[ABOUT THIS TASK]
Look for the word "reflective" in the records, and copy each line where it appears.

[WORKING DATA]
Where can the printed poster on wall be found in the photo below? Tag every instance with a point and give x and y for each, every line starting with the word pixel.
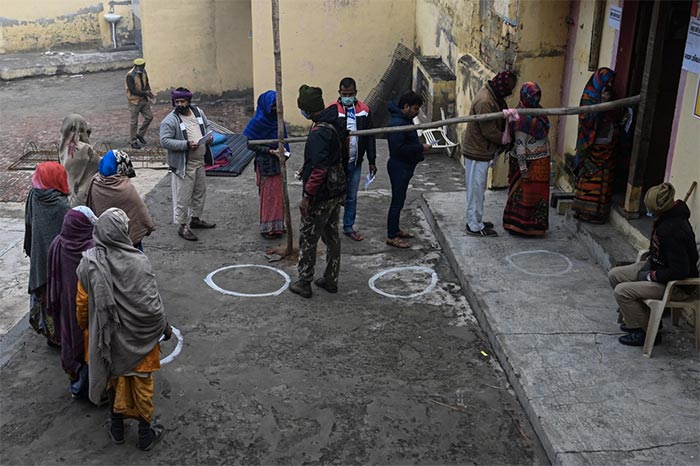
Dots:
pixel 614 17
pixel 691 57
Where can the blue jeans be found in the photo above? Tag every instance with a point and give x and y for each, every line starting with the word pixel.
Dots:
pixel 350 209
pixel 400 175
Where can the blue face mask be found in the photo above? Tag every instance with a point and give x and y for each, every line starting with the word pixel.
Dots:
pixel 347 101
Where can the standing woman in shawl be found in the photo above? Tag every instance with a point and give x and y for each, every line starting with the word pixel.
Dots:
pixel 268 171
pixel 47 204
pixel 111 187
pixel 64 256
pixel 527 207
pixel 119 305
pixel 595 151
pixel 78 156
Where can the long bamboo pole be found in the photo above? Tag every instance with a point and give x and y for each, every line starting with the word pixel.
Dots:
pixel 604 107
pixel 280 123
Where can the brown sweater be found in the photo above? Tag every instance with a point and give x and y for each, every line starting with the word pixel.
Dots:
pixel 482 139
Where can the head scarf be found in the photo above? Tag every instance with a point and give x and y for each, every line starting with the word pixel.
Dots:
pixel 535 126
pixel 116 162
pixel 263 125
pixel 61 288
pixel 502 84
pixel 660 198
pixel 592 94
pixel 180 94
pixel 50 175
pixel 126 311
pixel 310 99
pixel 73 130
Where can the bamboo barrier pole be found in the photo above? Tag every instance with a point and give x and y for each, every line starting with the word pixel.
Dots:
pixel 604 107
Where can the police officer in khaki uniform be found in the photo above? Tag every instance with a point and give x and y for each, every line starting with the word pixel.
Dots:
pixel 139 95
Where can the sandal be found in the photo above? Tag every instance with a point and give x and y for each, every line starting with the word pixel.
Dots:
pixel 397 243
pixel 353 235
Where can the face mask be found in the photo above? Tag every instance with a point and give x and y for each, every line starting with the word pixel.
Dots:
pixel 347 101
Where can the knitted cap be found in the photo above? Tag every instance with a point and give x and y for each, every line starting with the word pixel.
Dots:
pixel 310 99
pixel 660 198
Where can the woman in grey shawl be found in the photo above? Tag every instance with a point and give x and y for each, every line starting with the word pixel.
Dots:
pixel 118 301
pixel 78 156
pixel 46 206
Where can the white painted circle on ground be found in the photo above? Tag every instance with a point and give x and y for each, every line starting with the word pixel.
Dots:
pixel 568 267
pixel 209 280
pixel 177 349
pixel 416 268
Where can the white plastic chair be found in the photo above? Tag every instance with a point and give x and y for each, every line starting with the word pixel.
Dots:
pixel 437 137
pixel 657 306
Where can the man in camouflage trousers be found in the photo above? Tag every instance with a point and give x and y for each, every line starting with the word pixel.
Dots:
pixel 324 187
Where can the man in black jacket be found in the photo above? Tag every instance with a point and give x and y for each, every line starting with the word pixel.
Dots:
pixel 355 115
pixel 324 188
pixel 673 255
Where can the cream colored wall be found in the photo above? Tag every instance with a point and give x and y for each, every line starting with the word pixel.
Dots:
pixel 45 24
pixel 580 74
pixel 324 41
pixel 685 166
pixel 203 45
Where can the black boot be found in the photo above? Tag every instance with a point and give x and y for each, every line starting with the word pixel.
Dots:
pixel 116 429
pixel 149 435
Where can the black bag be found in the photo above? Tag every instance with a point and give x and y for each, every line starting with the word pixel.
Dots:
pixel 335 184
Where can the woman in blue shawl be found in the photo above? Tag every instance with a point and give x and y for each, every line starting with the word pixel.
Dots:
pixel 268 171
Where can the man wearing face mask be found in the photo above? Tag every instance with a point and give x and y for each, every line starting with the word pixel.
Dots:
pixel 180 132
pixel 355 115
pixel 480 143
pixel 139 95
pixel 324 187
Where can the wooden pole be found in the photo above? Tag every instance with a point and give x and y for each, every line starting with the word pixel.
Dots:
pixel 604 107
pixel 280 123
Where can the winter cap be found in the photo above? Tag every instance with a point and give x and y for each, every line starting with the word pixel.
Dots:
pixel 660 198
pixel 310 99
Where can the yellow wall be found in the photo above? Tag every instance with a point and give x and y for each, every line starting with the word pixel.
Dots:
pixel 203 45
pixel 580 74
pixel 685 166
pixel 29 25
pixel 324 41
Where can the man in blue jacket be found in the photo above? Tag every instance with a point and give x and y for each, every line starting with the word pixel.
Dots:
pixel 405 152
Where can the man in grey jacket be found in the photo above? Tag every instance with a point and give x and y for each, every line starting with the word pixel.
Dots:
pixel 180 133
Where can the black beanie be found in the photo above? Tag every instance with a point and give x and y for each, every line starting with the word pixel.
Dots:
pixel 310 99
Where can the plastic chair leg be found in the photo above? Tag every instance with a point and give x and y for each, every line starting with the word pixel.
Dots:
pixel 655 312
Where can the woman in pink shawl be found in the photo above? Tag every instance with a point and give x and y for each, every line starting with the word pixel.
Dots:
pixel 65 253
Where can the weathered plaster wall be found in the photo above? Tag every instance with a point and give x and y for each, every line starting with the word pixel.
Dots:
pixel 685 163
pixel 578 65
pixel 203 45
pixel 31 25
pixel 326 40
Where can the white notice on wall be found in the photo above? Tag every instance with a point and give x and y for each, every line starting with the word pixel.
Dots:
pixel 615 17
pixel 691 57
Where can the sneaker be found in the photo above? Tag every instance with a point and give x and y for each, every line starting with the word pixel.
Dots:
pixel 185 233
pixel 627 329
pixel 321 283
pixel 485 232
pixel 636 338
pixel 199 223
pixel 301 288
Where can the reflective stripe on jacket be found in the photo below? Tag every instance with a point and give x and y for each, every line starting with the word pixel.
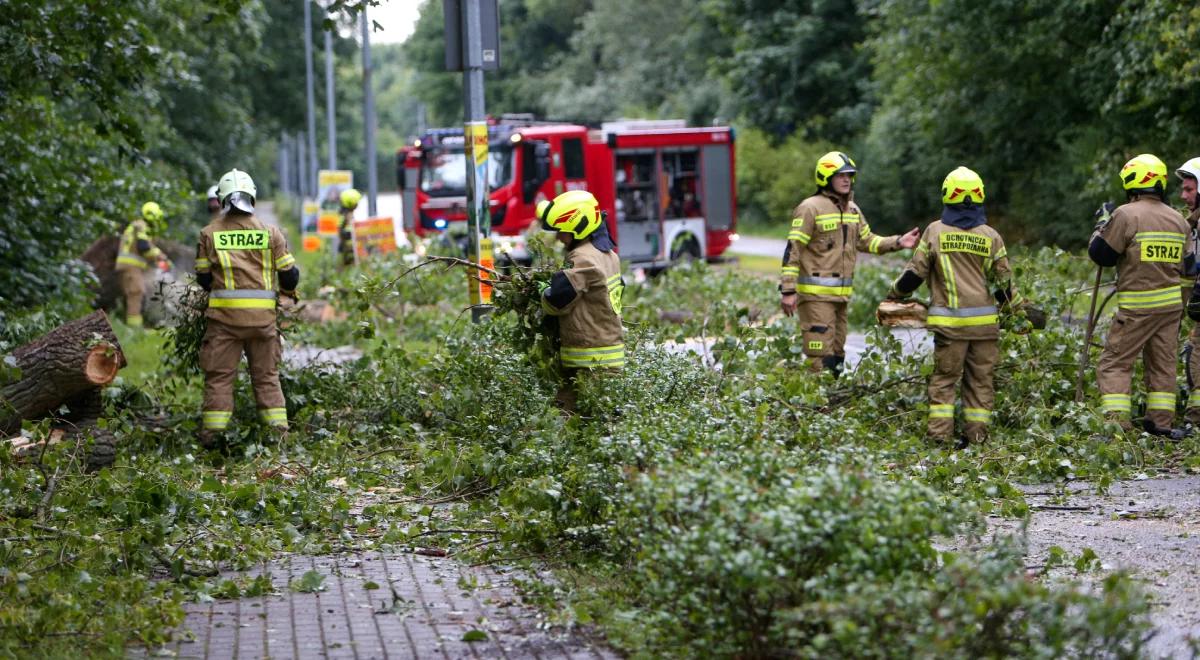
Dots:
pixel 587 297
pixel 1152 241
pixel 243 255
pixel 959 265
pixel 823 246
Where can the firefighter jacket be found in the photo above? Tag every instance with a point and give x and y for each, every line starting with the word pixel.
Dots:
pixel 1147 243
pixel 959 264
pixel 823 245
pixel 136 251
pixel 586 298
pixel 241 258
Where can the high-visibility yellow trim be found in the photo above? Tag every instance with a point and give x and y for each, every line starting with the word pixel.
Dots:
pixel 131 261
pixel 241 303
pixel 1115 403
pixel 961 322
pixel 267 269
pixel 1174 237
pixel 941 411
pixel 815 289
pixel 215 420
pixel 595 357
pixel 226 269
pixel 1161 401
pixel 1153 299
pixel 952 288
pixel 981 415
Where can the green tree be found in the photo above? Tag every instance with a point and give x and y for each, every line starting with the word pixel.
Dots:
pixel 798 65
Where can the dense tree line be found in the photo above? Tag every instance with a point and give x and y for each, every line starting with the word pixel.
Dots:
pixel 107 105
pixel 1047 100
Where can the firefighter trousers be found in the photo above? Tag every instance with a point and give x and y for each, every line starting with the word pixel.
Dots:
pixel 1192 369
pixel 1156 336
pixel 221 353
pixel 133 288
pixel 823 327
pixel 973 361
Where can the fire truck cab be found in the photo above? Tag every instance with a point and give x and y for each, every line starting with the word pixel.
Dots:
pixel 667 190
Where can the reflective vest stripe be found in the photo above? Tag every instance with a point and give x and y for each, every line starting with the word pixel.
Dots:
pixel 131 259
pixel 1153 299
pixel 1115 403
pixel 226 268
pixel 274 417
pixel 961 317
pixel 595 357
pixel 243 299
pixel 1161 401
pixel 1171 237
pixel 826 281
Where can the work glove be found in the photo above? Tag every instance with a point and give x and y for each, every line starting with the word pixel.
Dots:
pixel 1194 303
pixel 1103 215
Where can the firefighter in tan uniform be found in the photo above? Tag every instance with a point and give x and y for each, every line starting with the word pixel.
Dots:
pixel 959 256
pixel 585 295
pixel 349 199
pixel 828 232
pixel 135 256
pixel 1146 240
pixel 241 263
pixel 1189 179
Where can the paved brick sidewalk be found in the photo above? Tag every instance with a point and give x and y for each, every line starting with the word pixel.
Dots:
pixel 429 615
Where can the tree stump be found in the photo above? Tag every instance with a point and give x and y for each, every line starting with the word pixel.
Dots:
pixel 59 366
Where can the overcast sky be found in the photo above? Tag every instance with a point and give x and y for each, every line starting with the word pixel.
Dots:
pixel 397 17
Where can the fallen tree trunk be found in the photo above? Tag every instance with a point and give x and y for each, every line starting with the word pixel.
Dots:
pixel 59 366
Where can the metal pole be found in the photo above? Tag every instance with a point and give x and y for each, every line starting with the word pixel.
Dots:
pixel 309 167
pixel 285 165
pixel 369 117
pixel 475 145
pixel 329 100
pixel 303 165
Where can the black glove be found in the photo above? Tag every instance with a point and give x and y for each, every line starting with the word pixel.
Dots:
pixel 1194 303
pixel 1103 215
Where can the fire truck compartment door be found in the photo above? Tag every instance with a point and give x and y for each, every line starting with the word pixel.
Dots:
pixel 718 197
pixel 408 198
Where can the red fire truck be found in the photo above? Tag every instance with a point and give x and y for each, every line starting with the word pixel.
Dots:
pixel 669 190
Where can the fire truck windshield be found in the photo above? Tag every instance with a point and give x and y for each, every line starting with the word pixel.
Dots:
pixel 444 172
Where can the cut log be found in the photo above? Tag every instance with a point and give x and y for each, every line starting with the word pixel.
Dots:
pixel 59 366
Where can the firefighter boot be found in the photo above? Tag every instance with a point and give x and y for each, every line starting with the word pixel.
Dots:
pixel 1173 435
pixel 833 364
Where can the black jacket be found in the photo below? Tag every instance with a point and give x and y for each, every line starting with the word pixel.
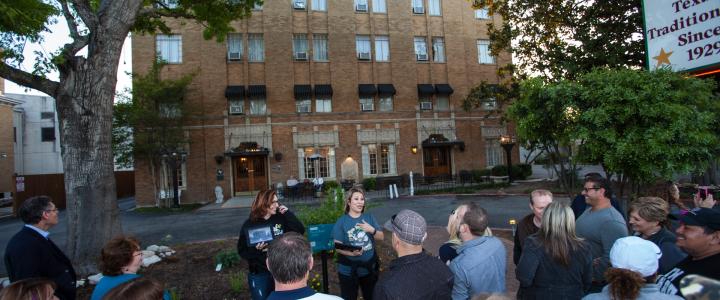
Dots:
pixel 29 254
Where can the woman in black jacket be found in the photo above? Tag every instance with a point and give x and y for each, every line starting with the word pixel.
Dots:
pixel 268 219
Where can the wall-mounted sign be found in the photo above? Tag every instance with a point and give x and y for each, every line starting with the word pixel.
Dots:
pixel 683 35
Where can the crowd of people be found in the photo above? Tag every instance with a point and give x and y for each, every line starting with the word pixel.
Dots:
pixel 558 255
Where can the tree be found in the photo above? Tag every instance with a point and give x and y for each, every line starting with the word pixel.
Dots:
pixel 85 91
pixel 151 121
pixel 566 38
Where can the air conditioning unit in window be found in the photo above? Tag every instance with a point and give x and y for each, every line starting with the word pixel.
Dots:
pixel 236 110
pixel 234 56
pixel 300 55
pixel 364 56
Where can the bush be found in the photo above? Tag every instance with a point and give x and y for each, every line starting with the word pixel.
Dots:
pixel 369 184
pixel 330 185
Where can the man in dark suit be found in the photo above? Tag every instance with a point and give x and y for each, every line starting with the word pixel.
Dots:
pixel 31 254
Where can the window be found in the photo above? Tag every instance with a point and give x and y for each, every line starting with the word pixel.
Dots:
pixel 378 159
pixel 256 47
pixel 442 103
pixel 361 5
pixel 319 5
pixel 379 6
pixel 482 14
pixel 385 103
pixel 47 134
pixel 434 8
pixel 382 48
pixel 323 104
pixel 438 49
pixel 484 56
pixel 258 106
pixel 320 47
pixel 420 48
pixel 169 48
pixel 366 104
pixel 418 7
pixel 493 152
pixel 362 47
pixel 234 46
pixel 237 106
pixel 300 46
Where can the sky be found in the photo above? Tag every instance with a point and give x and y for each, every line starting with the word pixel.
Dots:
pixel 55 39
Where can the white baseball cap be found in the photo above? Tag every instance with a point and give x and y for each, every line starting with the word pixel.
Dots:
pixel 635 254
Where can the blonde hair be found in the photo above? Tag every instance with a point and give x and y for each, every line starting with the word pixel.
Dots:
pixel 557 232
pixel 652 209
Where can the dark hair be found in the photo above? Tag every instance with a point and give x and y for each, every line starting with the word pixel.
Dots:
pixel 476 219
pixel 27 289
pixel 32 209
pixel 599 181
pixel 116 254
pixel 262 203
pixel 289 257
pixel 350 192
pixel 140 288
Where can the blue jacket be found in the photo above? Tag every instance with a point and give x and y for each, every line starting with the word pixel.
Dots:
pixel 479 268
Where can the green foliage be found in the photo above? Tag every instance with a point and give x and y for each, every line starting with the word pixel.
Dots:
pixel 237 282
pixel 369 184
pixel 227 258
pixel 328 212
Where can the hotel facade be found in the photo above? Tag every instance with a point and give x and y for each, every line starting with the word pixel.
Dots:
pixel 338 89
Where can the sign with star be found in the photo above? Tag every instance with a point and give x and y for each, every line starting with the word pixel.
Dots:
pixel 683 35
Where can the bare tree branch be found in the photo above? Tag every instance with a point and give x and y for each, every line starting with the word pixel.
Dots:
pixel 26 79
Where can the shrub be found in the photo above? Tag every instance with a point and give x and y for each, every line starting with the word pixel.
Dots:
pixel 369 184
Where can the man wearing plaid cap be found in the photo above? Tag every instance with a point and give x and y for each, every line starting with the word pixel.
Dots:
pixel 479 267
pixel 414 274
pixel 699 236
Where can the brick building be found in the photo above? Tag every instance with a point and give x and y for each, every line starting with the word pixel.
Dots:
pixel 341 89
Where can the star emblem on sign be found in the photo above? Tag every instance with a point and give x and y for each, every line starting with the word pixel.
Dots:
pixel 663 57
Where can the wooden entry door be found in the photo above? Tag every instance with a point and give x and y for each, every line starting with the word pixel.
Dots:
pixel 436 161
pixel 250 173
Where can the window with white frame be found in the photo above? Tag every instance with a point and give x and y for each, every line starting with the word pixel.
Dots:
pixel 323 104
pixel 378 159
pixel 379 6
pixel 418 7
pixel 482 14
pixel 362 47
pixel 484 56
pixel 319 5
pixel 258 106
pixel 442 103
pixel 235 46
pixel 169 48
pixel 434 8
pixel 300 46
pixel 320 47
pixel 385 103
pixel 256 47
pixel 382 48
pixel 316 162
pixel 421 48
pixel 438 49
pixel 361 6
pixel 493 152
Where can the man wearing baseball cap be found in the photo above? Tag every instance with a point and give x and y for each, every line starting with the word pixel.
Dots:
pixel 414 274
pixel 699 236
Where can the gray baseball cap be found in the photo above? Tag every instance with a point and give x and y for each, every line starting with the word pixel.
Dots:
pixel 409 226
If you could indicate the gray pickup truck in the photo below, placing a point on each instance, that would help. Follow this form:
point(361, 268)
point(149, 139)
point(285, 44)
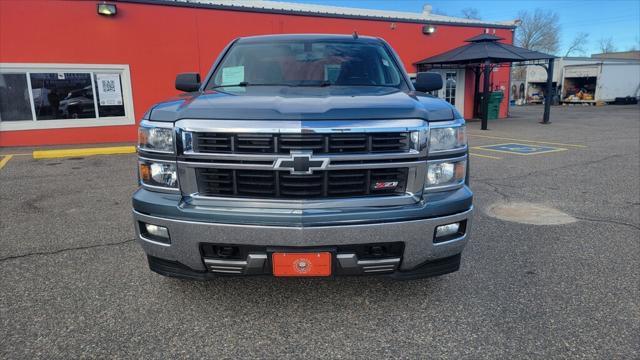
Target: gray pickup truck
point(303, 155)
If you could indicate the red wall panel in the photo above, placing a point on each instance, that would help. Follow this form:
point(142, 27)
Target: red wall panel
point(159, 41)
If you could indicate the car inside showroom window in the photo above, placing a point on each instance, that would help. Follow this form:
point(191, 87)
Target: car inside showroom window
point(44, 96)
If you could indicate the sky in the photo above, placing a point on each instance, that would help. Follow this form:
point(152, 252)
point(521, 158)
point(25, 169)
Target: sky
point(618, 19)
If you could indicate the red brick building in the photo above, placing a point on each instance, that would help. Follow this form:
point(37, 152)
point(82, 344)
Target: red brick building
point(54, 54)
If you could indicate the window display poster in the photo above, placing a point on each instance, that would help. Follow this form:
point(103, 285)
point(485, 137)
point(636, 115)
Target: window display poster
point(109, 89)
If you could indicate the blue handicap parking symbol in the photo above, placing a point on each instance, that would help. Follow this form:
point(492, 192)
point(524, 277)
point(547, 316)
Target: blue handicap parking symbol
point(520, 149)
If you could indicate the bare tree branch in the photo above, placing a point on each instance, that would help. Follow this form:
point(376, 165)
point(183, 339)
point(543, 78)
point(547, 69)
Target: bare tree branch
point(471, 13)
point(539, 31)
point(606, 45)
point(578, 44)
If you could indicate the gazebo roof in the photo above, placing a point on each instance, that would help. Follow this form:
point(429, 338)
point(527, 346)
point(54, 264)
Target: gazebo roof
point(485, 47)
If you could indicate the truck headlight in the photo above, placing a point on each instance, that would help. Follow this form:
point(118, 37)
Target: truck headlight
point(445, 174)
point(161, 174)
point(155, 139)
point(447, 138)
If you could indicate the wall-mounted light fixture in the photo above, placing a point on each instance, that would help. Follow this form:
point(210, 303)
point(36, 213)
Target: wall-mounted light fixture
point(105, 9)
point(429, 29)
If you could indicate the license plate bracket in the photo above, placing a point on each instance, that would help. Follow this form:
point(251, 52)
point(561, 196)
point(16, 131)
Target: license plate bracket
point(302, 264)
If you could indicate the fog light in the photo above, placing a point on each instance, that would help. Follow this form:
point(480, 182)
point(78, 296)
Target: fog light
point(157, 231)
point(447, 230)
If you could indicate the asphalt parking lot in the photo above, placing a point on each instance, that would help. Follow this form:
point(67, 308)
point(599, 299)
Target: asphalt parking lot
point(75, 284)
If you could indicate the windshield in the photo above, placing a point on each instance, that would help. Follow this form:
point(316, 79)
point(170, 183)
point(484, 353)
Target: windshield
point(307, 63)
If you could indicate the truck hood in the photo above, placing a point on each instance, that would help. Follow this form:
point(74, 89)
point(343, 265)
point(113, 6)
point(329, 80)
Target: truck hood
point(303, 103)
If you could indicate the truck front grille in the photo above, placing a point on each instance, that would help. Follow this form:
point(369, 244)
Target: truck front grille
point(282, 184)
point(337, 143)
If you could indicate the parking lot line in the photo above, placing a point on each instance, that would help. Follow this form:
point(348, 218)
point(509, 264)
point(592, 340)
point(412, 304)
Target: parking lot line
point(523, 140)
point(485, 156)
point(489, 148)
point(51, 154)
point(5, 160)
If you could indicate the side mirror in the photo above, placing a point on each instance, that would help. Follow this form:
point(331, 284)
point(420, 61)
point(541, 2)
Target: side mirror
point(428, 81)
point(188, 82)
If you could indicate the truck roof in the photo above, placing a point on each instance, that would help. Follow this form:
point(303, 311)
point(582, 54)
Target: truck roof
point(308, 37)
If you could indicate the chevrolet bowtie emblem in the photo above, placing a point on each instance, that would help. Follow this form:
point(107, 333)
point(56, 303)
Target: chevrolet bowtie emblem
point(301, 163)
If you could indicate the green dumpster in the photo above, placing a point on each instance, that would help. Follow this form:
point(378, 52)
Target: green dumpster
point(495, 98)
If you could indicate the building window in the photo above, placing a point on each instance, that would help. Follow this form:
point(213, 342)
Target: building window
point(450, 87)
point(43, 96)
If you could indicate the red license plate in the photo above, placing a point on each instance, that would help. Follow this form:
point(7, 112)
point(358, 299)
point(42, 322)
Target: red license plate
point(301, 264)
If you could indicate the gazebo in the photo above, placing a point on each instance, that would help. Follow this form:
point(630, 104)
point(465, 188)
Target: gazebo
point(484, 52)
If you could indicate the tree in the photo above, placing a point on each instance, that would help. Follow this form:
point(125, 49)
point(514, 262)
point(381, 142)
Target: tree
point(606, 45)
point(578, 44)
point(538, 31)
point(471, 13)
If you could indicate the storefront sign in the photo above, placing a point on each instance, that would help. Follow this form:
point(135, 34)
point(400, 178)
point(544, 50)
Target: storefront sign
point(109, 90)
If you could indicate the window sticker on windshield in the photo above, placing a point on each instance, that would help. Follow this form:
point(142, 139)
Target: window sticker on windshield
point(331, 72)
point(232, 75)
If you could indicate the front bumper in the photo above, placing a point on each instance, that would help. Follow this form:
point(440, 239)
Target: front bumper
point(183, 256)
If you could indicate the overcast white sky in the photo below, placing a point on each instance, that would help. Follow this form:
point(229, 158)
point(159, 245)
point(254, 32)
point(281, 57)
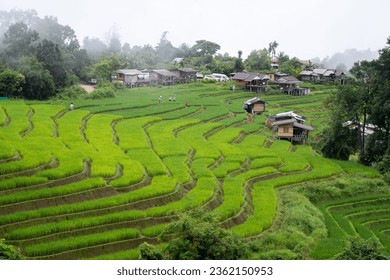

[SOLUTION TO THIS EXERCISE]
Where can the reflective stripe on jacket be found in the photo below? Tag every instance with a point and give x and y for each, every line starting with the word pixel.
Where can the reflective vest stripe be found in the photo above? Tag every instance with a point and give x and y for each, every line starting with the word pixel.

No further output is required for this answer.